> [Task requirements]:
1. In the Long Kesh passage, what did the prisoners call the doctor?
2. Which items made up the Long Kesh uniform in the Long Kesh passage? List every one.
3. Can you resume the Long Kesh passage after its last sentence and carry it on in the same voice?

> [Source text]:
━━━━━━━━━━━━━━━━━━━━━━━━━━━━━━

When I think now of Long Kesh I see in my mind’s eye a place of rain and mists, and I hear the wind’s whistle piercing the wire. But there was sun and there was stillness. I remember I lay on the roof of a Nissen hut squinting up at the sky and I watched a sparrowhawk circle above, waiting for prey. At the end of the hut, the arms of the semaphore signaller jerked, the wind battered his flags, and a helicopter swooped low in imitation of the birds, mobbing dives to drive the signaller off the roof. Below in the cage, men passed back and forth in the Long Kesh uniform of jeans, T-shirt, bomber jacket and boots. I learned a new vocabulary: do you whack, dry your eyes, gate fever, Dear John. And I fell into the day’s rhythms, fashioned in this special place by prison and prisoners: huts unlocked in the morning at seven; exercise, showers, breakfast before nine; dinner at twelve; tea at four; lock-up at nine; and in between books, letters, football, debate, drill, radio, television, conversation and speculation over cups of tea. There were calls from the screws at the gate for visits, sick, governor, court; sometimes, even, release. The prisoners called the doctor Jimmy Cagney. He had that sort of attitude to the sick.

━━━━━━━━━━━━━━━━━━━━━━━━━━━━━━

> [Source material]:

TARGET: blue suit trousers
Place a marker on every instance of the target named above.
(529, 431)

━━━━━━━━━━━━━━━━━━━━━━━━━━━━━━

> [Exercise responses]:
1. Jimmy Cagney

2. Jeans, T-shirt, bomber jacket, boots

3.
By October the mists were frequent, and they made a beautiful sight, furring the light of the place: the strobe white of the searching beams; the orange and yellow of the sodium lamps; red from something else, some warning sign; stars, harvest moons. It grew chilly and damp. I wondered what this place would be like under snow. I wrote and received letters at a furious and, it turned out, unsustainable pace. Visits continued. For thirty minutes once a week in a corner of the visiting cubicle, out of sight of the patrolling screw, I could hold and kiss her, and I could, at times of loneliness and dejection, recall the feel of her, her breasts against my chest, arm round my waist. And I would feel comforted and also, strangely, quite fearless.

Prison and prisoners negotiated an end to the food and linen protest. Sheets to sleep in, food to eat. Our relatives could once again send parcels. Baps, sodas, potato bread, chops. The food was collected in the commune’s “dump” and shared out equally and we took turns to cook. On the night of my first turn I was pushing chops and soda farls around in melted margarine when Peter John came up with Adrian, his adjutant. Every cage had its staff: education officer, training officer, quarter-master, adjutant, and officer-in-charge - the OC. Peter John, a tall, aloof, quietly spoken county Tyrone man with a ginger-grey beard, a veteran of the Fifties border campaign, was OC of Cage 21. He was in for possession of guns. Gusty Spence, at that time the most famous of loyalists, was said to have shaken his head at the unreasonableness of Peter John’s arrest. “Always keep a pike in the thatch, Peter John.” Peter John told me to leave the cooking.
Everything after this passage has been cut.